Health stocks have faced strong headwinds. The sluggish economy has caused patients to postpone elective surgery, while pharmaceutical companies have been hurt by healthcare reform and expirations of patents on blockbuster drugs. Should you avoid health stocks? No, said Morningstar health analyst Alex Morozov, who spoke recently at Morningstar’s ETF investment conference in Chicago. The valuations look compelling, and many companies should report solid earnings growth, he said.
During the past decade, the average price-earnings ratio for big pharmaceutical stocks was 15. But since the financial crisis softened demand for health services, the multiple has dipped to 10. Morozov argued that the multiple should recover to 12.5 as the economy revives and a new generation of drugs comes to market.
Some blue-chip stocks have been especially hard hit by patent concerns. When patents expire, blockbuster drugs are replaced by cheap generics. Blockbusters that will soon lose patent protection include AstraZeneca’s Crestor cholesterol medication and Merck’s asthma treatment Singulair. “It is unprecedented for this many products to come off patent,” said Morozov.
···
Task prompt
Continue the article on health stocks from where it stops.

Input data
···
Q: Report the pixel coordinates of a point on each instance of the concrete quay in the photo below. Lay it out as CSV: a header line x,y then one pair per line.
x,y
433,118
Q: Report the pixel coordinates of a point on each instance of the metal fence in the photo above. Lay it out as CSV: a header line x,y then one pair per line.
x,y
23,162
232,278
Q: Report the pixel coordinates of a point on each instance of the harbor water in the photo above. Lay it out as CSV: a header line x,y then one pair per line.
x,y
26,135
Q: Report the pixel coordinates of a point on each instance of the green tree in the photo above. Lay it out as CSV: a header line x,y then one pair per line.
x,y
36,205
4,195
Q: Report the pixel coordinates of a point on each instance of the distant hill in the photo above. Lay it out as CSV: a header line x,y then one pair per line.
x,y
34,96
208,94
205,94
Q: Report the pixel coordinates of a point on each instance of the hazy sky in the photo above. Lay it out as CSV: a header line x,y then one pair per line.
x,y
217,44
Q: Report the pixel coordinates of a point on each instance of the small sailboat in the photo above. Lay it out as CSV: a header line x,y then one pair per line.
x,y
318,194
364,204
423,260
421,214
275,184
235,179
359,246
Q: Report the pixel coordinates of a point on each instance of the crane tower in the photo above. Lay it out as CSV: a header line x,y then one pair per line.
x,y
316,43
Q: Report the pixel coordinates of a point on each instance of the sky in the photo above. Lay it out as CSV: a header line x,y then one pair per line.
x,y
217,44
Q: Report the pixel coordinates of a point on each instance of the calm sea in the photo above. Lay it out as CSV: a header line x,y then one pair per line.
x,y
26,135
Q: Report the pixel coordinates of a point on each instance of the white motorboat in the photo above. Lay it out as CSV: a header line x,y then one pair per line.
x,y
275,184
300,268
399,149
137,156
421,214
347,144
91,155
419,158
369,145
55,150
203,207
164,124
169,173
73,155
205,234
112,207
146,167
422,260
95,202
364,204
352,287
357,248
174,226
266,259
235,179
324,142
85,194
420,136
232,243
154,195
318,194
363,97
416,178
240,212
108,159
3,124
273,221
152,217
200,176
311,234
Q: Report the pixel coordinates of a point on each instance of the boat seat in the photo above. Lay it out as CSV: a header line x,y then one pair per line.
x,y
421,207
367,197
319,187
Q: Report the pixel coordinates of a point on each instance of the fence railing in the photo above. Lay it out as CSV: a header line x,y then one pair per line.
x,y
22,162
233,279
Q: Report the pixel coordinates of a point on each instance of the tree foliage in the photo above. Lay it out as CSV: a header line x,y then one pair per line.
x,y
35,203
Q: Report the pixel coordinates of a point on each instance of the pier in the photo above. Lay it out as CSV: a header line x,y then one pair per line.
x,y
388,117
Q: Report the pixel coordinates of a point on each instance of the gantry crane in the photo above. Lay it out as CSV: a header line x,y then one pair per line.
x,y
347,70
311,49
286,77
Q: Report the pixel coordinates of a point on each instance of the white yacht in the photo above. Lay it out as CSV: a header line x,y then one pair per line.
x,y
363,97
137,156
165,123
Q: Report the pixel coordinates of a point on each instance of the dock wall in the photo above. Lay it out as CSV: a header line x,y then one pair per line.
···
Result of the exercise
The problem is particularly worrisome because the U.S. Food and Drug Administration has become more cautious about approving new medications. Since Merck was forced to withdraw Vioxx from the market in 2004, the FDA has tightened its standards and granted fewer patents. “Now the review process takes longer, and drugs are rejected more frequently,” said Morozov.
While the FDA is not likely to change its philosophy any time soon, the drug companies are developing approaches that should help to boost profits, said Morningstar analyst Damien Conover. First the companies have been cutting costs, reducing marketing efforts and laying off thousands of employees. In addition, the pharmaceutical giants have altered their research efforts. Instead of developing me-too drugs that can treat common problems such as high blood pressure, the scientists are focusing on niches that have been underserved. The FDA is more likely to approve such unique therapies because they are badly needed by certain patients, said Conover. In the next several years, revenues from niche products should replace much of the sales that will be lost from patent expirations. Pharmaceutical stocks should also get a boost from growing sales in the emerging markets. While emerging markets accounted for 5% of industry sales five years ago, the figure should climb to 20% by 2015.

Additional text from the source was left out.